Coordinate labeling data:
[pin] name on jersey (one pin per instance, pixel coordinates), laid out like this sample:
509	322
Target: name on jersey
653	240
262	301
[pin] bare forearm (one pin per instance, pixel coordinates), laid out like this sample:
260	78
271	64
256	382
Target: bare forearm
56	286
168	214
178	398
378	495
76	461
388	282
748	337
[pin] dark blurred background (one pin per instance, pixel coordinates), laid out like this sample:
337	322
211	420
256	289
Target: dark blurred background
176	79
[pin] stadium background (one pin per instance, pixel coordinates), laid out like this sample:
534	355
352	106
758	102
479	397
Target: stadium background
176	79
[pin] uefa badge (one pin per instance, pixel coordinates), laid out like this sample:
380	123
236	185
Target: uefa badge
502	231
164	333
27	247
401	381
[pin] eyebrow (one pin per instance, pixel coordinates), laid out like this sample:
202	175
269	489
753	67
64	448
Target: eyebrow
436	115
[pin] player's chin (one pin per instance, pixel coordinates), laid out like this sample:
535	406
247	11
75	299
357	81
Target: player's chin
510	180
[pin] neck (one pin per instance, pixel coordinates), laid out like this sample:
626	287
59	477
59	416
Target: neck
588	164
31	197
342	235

▸ **PROBLEM TO SOLVE**: Please output the entire listing exactly as it stands.

▸ **EXERCISE ANSWER**:
[pin] name on jersey (one pin per instance, pixel coordinates), laid out like this sample:
509	322
Target: name on jersey
653	240
262	301
[pin] bare forearm (one pin per instance, pixel coordinates), laid out like this sample:
260	78
271	64
256	382
Target: bare forearm
56	286
168	214
178	398
378	495
76	461
388	282
748	337
[pin] dark blurred background (one pin per instance, pixel coordinates), laid out like this sample:
337	322
211	420
256	289
Target: dark blurred background
176	79
[pin] stadium background (one pin per instance, pixel coordinates), laid out like this sample:
534	355
352	106
758	102
479	397
Target: stadium background
176	79
[pin] uefa badge (one pin per instance, pixel coordinates), laid out like this sample:
380	123
236	185
Target: uefa badge
502	231
164	333
27	247
401	381
[pin] eyebrow (one pin per instance, pixel coordinates), laid out like this sample:
202	175
269	489
753	67
64	448
Target: eyebrow
436	115
[pin] player's chin (one pin per instance, pixel coordinates), laid out like this sample:
535	406
247	11
75	299
357	81
Target: player's chin
510	180
[pin] neck (one pin per instance, pixel coordinates), laid out like this sample:
626	287
59	477
59	416
Target: neck
588	164
31	197
342	235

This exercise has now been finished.